*EXTRACT TO READ:*
● ● ● ● ●

March 7, 2019
“We have a baby with only a few teeth- when should we bring him/her in? ” We tend to hear this everyday in our practice. It can be very confusing with different recommended ages being mentioned by general dentists, pediatricians, and even peers. Most of the ages being recommended by these groups range from 2 years of age to 5 years of age. Unfortunately, you can start getting cavities as early as 18 months old.
The American Academy of Pediatric Dentistry recommends your child to visit the pediatric dentist as soon as the first tooth comes in or by the age of one (whichever comes first). Why so early? Early conversation about the oral health of children, especially with first-time parents, goes a long way in planning an effective routine that will support lifelong good oral health. It is also critical in establishing a relationship for your child with the dentist to build a future of confidence at the dentist. As the children grow they have an established place to learn appropriate steps for care and recommendations based on their situations.
So why a Pediatric Dentist? A Pediatric Dentist is a specialist who undergoes additional years of training focusing on caries etiology, prevention, children’s psychology, behavior management, growth and development and early orthodontics. We don’t focus on just cavities and fixing them – that is part of our profession and specialty but we would much rather prospectively plan for children to have no cavities – hence everyone’s “cavity free club.” A Pediatric Dentist also weigh the children’s personalities, behavior, size, and rate of growth into our decisions on how we treat the cavities (either by medicament and preventative measure or necessary fillings). The goal is to educate the family as a whole so that they understand what we recommend and why. We use a CAMBRA approach to Caries Prevention by risk assessment. So first visit age can sometimes vary with your family and its assessed risk.

● ● ● ● ●

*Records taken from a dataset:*
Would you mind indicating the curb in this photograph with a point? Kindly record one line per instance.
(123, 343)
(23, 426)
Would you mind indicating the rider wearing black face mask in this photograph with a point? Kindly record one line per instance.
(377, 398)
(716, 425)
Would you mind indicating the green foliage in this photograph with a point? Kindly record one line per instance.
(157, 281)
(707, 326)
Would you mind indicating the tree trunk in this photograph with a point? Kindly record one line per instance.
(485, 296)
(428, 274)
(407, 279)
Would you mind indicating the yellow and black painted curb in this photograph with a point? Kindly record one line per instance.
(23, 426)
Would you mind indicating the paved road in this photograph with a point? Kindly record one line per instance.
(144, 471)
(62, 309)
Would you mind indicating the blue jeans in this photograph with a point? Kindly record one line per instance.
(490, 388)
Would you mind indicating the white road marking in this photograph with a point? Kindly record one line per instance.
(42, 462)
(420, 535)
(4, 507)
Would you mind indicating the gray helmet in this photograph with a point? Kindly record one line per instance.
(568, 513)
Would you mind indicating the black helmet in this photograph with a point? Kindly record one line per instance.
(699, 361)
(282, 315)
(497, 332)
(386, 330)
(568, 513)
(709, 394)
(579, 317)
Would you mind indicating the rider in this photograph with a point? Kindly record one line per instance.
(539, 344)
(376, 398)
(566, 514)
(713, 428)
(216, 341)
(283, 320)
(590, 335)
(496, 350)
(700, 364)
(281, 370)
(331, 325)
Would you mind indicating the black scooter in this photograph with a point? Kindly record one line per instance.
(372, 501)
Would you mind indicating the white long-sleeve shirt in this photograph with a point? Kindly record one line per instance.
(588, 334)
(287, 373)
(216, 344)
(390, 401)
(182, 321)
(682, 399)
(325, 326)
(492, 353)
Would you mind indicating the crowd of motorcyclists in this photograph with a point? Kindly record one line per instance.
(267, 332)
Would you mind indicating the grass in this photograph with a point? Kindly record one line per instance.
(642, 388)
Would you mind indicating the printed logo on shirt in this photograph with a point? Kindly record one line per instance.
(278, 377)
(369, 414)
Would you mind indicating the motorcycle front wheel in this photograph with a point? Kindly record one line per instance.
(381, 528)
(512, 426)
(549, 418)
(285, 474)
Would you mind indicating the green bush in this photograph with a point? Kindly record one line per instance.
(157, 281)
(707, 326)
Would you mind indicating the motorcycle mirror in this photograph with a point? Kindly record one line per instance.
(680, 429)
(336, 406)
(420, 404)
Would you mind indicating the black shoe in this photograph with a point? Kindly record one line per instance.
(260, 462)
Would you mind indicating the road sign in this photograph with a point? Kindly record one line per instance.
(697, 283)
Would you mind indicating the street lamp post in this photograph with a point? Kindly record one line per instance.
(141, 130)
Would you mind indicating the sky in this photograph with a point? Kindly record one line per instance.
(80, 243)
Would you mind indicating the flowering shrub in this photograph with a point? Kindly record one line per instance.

● ● ● ● ●

*WORK TO COMPLETE:*
a) Say whether each statement agrees with the article on a child's first dental visit, answering yes or no and quoting the words from the article that decide it: (i) The American Academy of Pediatric Dentistry recommends a first visit at age two. (ii) Cavities can start as early as 18 months old. (iii) The practice uses a CAMBRA approach to caries prevention.
b) Continue the article on a child's first dental visit from its last sentence.
The records are not needed here.

*RESULTS IN ORDER:*
a)
(i) No: "as soon as the first tooth comes in or by the age of one (whichever comes first)"
(ii) Yes: "you can start getting cavities as early as 18 months old."
(iii) Yes: "We use a CAMBRA approach to Caries Prevention by risk assessment."

b)
Why the early visit?
The importance of the early visit is evident because cavities or caries can begin forming by 18 months in some populations! We commonly see school aged children whose parents were told they did not need to be seen at the dentist until they were four. We also see instances where they were examined but proper care and guidance may not be given and upon examination by the pediatric dentist, anywhere from 4-12 cavities are diagnosed. This is unfortunate as these parents typically come to us confused – they had been to the dentist and it was fine before! The key is early detection and discussion, which may include x-rays at the appropriate age.
However, all children are unique. Different child temperaments, maturity, and medical diagnoses need to be considered in creating a personalized plan for prevention and treatment. With each child, a pediatric dentist would reassess the child’s cavity risk level, evaluate their individual needs, and discuss a plan to manage that child’s specific situation.